## Stated problem 1
Summarize the NNPC article in two sentences.
## Stated problem 2
Answer these questions from the NNPC article:
(a) How many members of the Senior Management Team are Northerners?
(b) From which company did Nue Oil Energy Ltd buy the shares?
(c) In what filing was the acquisition cost not stated?
## Stated problem 3
Echo the part of the NNPC article from "They said that" to "in September 2022.", word for word.

## Supplied text
Business
Corruption, Injustice, Unfairness have Eaten deep at NNPC -Staff
Corruption, Injustice, Unfairness have Eaten deep at NNPC -Staff
By Ifeoma Ikem
Some of the staff of the Nigerian National Petroleum Corporation (NNPC) says corruption, injustice and unfairness have taken deep at NNPC and are clearly exhibited on a daily basis.
Some of the anonymous staff who spoken to our reporter that an entity that is supposed to be responsible for harnessing Nigeria’s oil and gas reserves for sustainable national development has now banded as Northern Nigeria Petroleum Company.
They claimed that out of the eight members of the Senior Management Team, Six are Northerners, while there are only two members from the Southern Nigeria, One from South South and the other from the South West while there are no member from the South East, despite that the Board Chairman Mrs. Okadigbo and One Henry Obi who hailed from the South East are on the Board of the NNPC.
It revealed that Strategic Business Units (SBUS) are heavily manned by the Northerners for example TRADING, NAPIMS, NPDC, NRL and most of the assets (OMRS) in NPDC are managed by the Northerners.
They said that the corruption, injustice and unfairness are reeking up to high heavens as Nue Oil Energy Ltd a company registered on March 9th, 2022 with a share of One Million bought 100 percent shares in OVH Energy Marketing Ltd and ASPM Ltd from OVH Energy BV, a joint Venture between Vitol and Helios in September 2022.
They also added that although very painful, the acquisition cost was not stated in the filing at the Nigeria Stock Exchange (NSE).
The Staff of NNPC Ltd are largely pained that in the same September 2022 NNPC Ltd acquired the assets from Nue Oil a company with two Directors-Dagazau Mumuni, Chief Operating Officer, OVH and Shanono Sharif Zailani, River Brand Energy Ltd as stated in the Corporate Affairs Commission (CAC) document of the company (NUE OIL ENERGY) with reckless impunity.

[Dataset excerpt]
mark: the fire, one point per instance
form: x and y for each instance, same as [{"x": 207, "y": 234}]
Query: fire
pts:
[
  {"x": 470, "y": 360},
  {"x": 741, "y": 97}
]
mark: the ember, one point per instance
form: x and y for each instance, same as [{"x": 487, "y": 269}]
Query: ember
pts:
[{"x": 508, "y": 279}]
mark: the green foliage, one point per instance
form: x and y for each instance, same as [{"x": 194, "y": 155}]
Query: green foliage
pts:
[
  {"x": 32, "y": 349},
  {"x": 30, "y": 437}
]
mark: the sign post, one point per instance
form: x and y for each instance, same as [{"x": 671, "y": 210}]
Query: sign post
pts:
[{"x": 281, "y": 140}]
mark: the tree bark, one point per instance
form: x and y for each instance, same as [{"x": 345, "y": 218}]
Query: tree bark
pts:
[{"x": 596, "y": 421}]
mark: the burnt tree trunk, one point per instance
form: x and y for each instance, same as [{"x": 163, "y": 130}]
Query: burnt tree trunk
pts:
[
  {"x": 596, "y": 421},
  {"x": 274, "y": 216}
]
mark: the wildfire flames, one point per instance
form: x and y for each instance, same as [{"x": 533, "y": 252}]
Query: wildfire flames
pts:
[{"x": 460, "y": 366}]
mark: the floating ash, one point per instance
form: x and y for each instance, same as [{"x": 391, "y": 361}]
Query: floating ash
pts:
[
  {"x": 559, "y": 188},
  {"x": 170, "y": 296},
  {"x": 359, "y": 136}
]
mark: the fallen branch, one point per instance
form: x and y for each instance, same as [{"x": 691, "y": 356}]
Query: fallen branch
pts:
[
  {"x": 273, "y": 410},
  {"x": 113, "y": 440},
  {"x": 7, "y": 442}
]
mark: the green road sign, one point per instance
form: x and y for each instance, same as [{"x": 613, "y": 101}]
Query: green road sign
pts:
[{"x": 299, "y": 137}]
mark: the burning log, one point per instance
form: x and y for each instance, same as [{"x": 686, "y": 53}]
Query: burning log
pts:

## Answer 1
Anonymous staff of the Nigerian National Petroleum Corporation (NNPC) say corruption, injustice and unfairness have taken deep root there. They claim that Northerners hold six of the eight Senior Management Team seats and run most Strategic Business Units, and they object that Nue Oil Energy Ltd, registered on March 9th, 2022, bought 100 percent of OVH Energy Marketing Ltd and ASPM Ltd in September 2022 with no acquisition cost stated, before NNPC Ltd acquired the assets from Nue Oil that same month.

## Answer 2
(a) Six of the eight.
(b) OVH Energy BV, a joint venture between Vitol and Helios.
(c) The filing at the Nigeria Stock Exchange (NSE).

## Answer 3
They said that the corruption, injustice and unfairness are reeking up to high heavens as Nue Oil Energy Ltd a company registered on March 9th, 2022 with a share of One Million bought 100 percent shares in OVH Energy Marketing Ltd and ASPM Ltd from OVH Energy BV, a joint Venture between Vitol and Helios in September 2022.